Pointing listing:
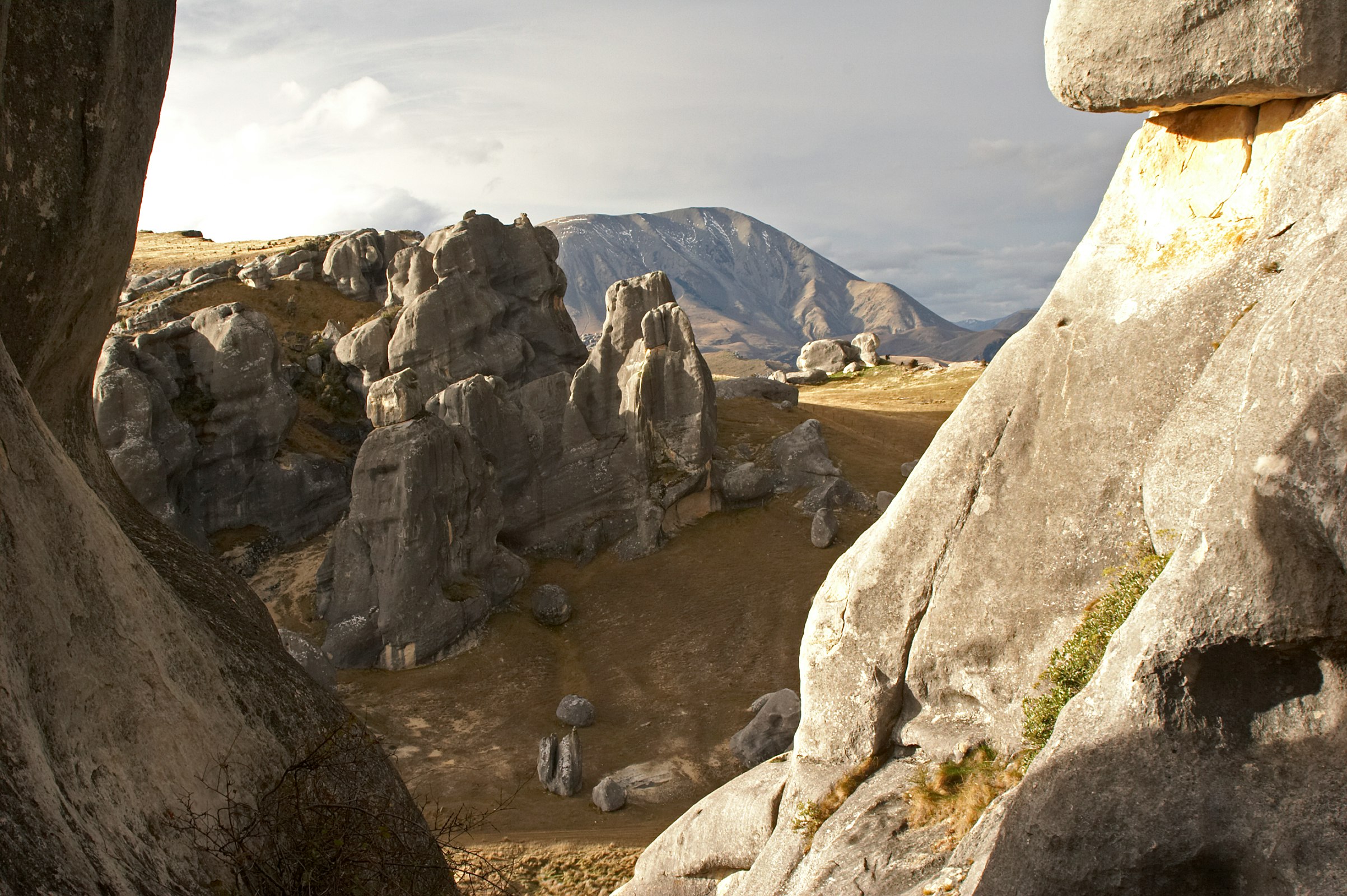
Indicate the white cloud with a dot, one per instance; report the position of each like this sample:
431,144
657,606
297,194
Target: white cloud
908,141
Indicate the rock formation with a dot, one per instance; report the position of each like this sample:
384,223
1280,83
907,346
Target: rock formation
194,414
527,442
1182,389
132,663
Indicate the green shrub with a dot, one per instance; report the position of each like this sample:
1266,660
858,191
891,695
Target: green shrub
1073,665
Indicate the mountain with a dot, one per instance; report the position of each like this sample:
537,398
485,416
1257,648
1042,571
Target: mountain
1012,323
747,286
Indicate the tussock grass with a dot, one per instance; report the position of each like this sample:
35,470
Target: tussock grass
810,815
1073,665
958,792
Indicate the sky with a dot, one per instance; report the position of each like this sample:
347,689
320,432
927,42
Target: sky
911,142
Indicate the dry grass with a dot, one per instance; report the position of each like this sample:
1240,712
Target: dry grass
173,250
958,792
567,870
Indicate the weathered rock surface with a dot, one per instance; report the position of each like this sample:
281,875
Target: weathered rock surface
830,356
307,654
365,348
772,729
194,416
132,662
868,346
813,376
759,387
576,711
608,795
823,530
745,484
551,605
415,563
574,455
1156,55
1187,374
560,764
802,459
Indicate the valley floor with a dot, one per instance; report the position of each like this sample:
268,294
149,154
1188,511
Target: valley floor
671,648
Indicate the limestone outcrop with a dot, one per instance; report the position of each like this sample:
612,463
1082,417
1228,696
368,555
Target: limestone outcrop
1182,389
132,663
1160,55
556,450
194,416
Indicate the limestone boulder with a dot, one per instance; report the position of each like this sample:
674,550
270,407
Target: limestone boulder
355,264
802,457
365,348
1186,371
868,344
759,387
496,309
775,718
134,663
1153,55
415,563
395,399
410,274
829,356
194,417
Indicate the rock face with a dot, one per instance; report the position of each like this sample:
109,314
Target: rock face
563,452
759,387
194,416
415,563
132,662
1158,55
560,764
1187,374
771,731
830,356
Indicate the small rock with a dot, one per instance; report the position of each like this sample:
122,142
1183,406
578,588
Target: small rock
257,276
747,483
825,529
576,711
772,729
560,764
551,605
609,795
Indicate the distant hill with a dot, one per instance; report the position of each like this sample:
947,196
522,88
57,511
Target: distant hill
1012,323
747,286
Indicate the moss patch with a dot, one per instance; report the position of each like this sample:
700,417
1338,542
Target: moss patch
1073,665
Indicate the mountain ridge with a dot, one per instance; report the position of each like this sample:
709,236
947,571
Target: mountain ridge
747,286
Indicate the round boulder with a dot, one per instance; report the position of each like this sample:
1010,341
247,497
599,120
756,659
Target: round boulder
825,527
551,605
609,795
576,712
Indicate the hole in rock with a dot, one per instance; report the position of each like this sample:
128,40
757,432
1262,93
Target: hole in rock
1232,684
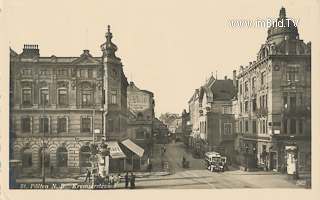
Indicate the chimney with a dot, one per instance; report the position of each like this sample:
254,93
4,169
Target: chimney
234,78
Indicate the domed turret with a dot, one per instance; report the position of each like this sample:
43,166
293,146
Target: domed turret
109,48
287,26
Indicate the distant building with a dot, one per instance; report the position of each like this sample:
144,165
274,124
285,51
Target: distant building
212,118
274,101
140,117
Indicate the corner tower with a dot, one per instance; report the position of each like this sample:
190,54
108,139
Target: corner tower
115,92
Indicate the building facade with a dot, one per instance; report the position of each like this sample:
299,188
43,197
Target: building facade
274,101
69,103
141,117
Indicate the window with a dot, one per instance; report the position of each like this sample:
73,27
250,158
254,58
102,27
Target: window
44,72
293,103
226,109
300,126
246,106
254,104
44,125
82,73
26,96
85,124
246,126
254,126
62,72
227,128
86,97
90,73
27,158
253,82
285,100
62,157
44,98
111,125
62,97
139,135
25,125
293,126
26,71
292,74
246,88
62,125
285,126
263,78
113,97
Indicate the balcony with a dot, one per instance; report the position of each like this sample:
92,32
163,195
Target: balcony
260,112
299,110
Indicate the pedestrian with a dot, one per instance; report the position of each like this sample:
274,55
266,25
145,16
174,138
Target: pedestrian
150,167
126,178
88,175
132,181
111,181
51,171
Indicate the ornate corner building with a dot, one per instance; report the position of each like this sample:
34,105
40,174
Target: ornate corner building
274,100
72,102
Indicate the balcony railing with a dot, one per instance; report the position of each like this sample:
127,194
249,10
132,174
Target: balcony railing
299,110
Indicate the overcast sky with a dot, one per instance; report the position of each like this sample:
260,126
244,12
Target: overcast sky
169,47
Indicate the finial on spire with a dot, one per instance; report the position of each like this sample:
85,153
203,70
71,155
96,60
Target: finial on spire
282,12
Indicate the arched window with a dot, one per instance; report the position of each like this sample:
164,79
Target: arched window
62,157
84,156
26,158
46,157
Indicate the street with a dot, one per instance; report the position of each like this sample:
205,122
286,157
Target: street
197,177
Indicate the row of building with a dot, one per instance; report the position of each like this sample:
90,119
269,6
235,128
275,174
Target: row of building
72,103
263,112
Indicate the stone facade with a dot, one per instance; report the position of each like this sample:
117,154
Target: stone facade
70,99
274,100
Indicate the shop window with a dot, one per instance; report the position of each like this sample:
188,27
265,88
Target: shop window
140,135
227,128
254,126
293,126
44,96
62,99
25,125
62,157
90,73
44,125
62,125
26,96
27,158
86,97
292,74
113,97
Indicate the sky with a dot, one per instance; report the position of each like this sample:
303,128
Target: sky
166,47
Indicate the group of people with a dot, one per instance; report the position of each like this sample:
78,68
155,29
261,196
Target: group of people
110,181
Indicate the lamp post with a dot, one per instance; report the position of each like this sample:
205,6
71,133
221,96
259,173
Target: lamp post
43,138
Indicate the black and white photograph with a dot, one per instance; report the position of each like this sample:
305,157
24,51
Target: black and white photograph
177,97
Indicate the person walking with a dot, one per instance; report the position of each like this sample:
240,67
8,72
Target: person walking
132,181
126,178
88,175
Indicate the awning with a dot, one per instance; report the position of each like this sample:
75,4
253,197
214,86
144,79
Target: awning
115,150
133,147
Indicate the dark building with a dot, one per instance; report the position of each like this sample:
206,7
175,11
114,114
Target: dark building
274,101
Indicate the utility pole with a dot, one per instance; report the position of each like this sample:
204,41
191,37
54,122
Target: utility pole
43,137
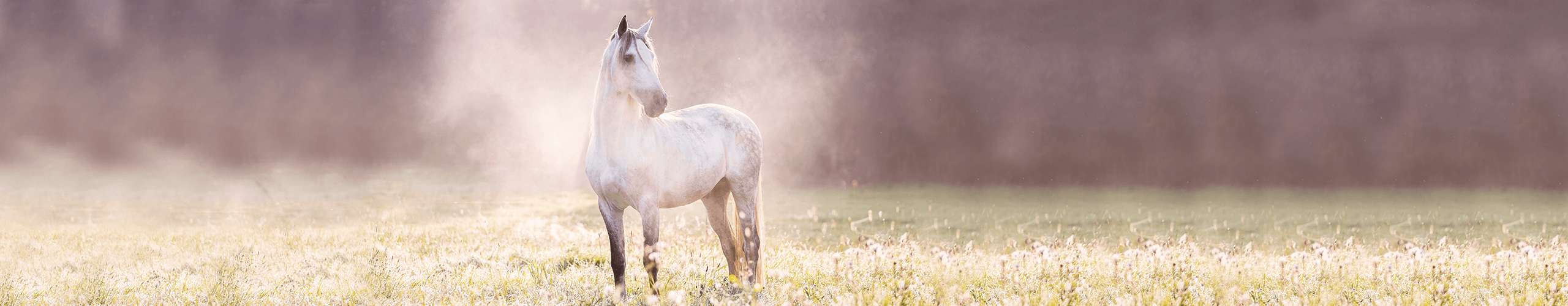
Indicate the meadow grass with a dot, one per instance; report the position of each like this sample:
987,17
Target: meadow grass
889,245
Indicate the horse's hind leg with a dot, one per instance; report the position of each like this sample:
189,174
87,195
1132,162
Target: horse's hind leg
651,245
717,204
748,206
612,225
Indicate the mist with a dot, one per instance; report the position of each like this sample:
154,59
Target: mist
1018,93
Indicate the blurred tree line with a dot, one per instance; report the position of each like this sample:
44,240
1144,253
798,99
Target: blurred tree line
1178,93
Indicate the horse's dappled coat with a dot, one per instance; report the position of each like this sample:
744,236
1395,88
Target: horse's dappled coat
647,159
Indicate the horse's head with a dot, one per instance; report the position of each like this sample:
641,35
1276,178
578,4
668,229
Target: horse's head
634,68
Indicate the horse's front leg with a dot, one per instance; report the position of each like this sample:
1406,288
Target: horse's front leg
612,223
651,245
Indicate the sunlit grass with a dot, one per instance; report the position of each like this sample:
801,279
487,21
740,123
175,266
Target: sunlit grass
824,247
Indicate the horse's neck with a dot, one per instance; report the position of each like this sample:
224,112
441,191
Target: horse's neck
615,117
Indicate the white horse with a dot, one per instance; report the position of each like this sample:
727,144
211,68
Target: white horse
647,159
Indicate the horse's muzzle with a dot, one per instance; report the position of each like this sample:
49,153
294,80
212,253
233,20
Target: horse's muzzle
656,106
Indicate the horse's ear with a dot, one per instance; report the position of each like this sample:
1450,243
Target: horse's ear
643,31
623,27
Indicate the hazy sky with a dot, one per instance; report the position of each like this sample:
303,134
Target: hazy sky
880,92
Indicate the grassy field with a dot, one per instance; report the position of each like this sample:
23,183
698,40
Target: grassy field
824,247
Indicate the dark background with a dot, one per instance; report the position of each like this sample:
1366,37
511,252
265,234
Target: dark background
1172,93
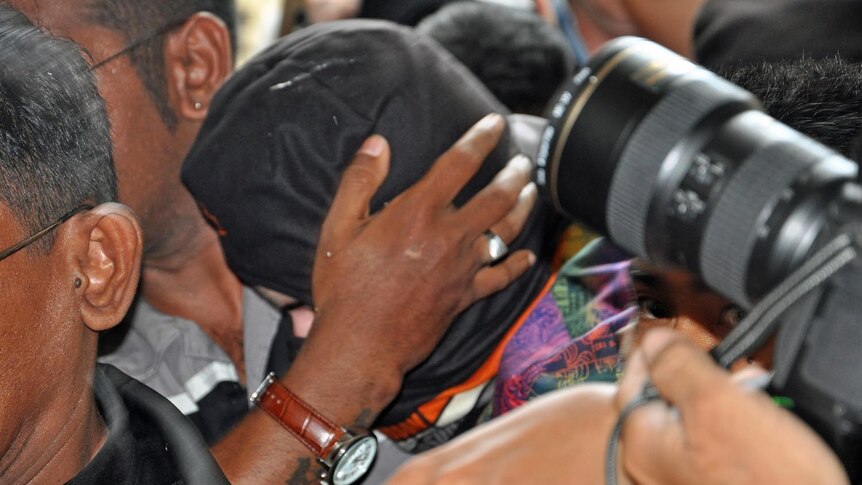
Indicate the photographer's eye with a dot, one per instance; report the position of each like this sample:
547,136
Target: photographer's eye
652,308
731,315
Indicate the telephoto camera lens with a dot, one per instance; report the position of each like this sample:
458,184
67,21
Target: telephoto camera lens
681,167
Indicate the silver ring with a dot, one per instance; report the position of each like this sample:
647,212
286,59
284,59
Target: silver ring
497,249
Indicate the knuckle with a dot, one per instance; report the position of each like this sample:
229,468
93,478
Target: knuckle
361,175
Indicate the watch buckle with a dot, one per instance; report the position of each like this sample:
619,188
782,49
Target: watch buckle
269,379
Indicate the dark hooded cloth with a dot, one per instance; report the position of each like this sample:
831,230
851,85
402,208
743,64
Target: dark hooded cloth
747,31
279,134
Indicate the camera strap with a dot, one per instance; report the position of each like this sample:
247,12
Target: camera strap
760,323
754,329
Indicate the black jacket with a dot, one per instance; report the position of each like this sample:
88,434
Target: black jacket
149,441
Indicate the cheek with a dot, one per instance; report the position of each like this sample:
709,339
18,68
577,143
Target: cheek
701,335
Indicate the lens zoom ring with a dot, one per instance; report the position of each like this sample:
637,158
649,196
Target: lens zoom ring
732,229
671,119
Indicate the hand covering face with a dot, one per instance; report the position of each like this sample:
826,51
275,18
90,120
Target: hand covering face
280,132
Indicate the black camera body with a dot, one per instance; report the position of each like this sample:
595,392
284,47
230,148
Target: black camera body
681,167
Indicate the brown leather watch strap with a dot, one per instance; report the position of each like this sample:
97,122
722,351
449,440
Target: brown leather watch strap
319,434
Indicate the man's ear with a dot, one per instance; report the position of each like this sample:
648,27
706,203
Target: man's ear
198,58
109,264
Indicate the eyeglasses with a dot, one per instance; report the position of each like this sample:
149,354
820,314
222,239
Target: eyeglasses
139,42
41,233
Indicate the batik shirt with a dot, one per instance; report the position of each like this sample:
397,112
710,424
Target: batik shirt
573,334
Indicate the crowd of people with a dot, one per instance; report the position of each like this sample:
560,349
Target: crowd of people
330,263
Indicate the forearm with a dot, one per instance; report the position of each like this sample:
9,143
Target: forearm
347,392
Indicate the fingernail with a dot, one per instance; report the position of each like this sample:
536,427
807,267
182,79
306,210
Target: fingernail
490,121
521,161
373,146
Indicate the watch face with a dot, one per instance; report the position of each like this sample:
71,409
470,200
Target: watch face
355,462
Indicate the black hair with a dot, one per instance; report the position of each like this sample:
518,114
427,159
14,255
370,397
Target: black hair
55,146
138,19
521,59
821,98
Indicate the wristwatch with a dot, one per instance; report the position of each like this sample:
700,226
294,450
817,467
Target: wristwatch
346,454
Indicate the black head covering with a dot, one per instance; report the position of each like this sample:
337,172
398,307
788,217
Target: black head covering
280,132
746,31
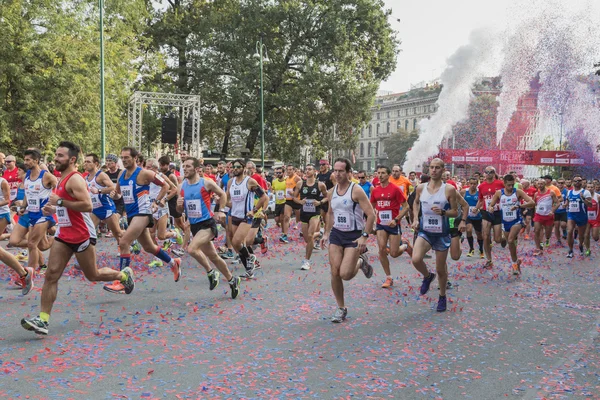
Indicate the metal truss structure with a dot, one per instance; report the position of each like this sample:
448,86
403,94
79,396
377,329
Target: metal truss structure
189,106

§ Your objective:
Rewrite the listing from the line with "Indicate the wristwatch" through its end, requests included, shifting every number in the answer coordinates up by 150 while leaving the requests and their sample coordinates unchanged. Omit the pictures.

§ Solution for this exercise:
Indicate the wristwatch with a dot, one per instance; report the position of each like this sample:
700,226
294,450
817,467
Target: wristwatch
496,604
Indicate the black head covering with a dot, one per instance; report the position of each like this sample:
337,172
398,307
788,217
Target: black head covering
430,282
896,181
Indicate the metal truss structure with a dot, one per instance; report the position of each like this sample:
448,86
403,94
79,396
377,329
Target: metal truss structure
339,256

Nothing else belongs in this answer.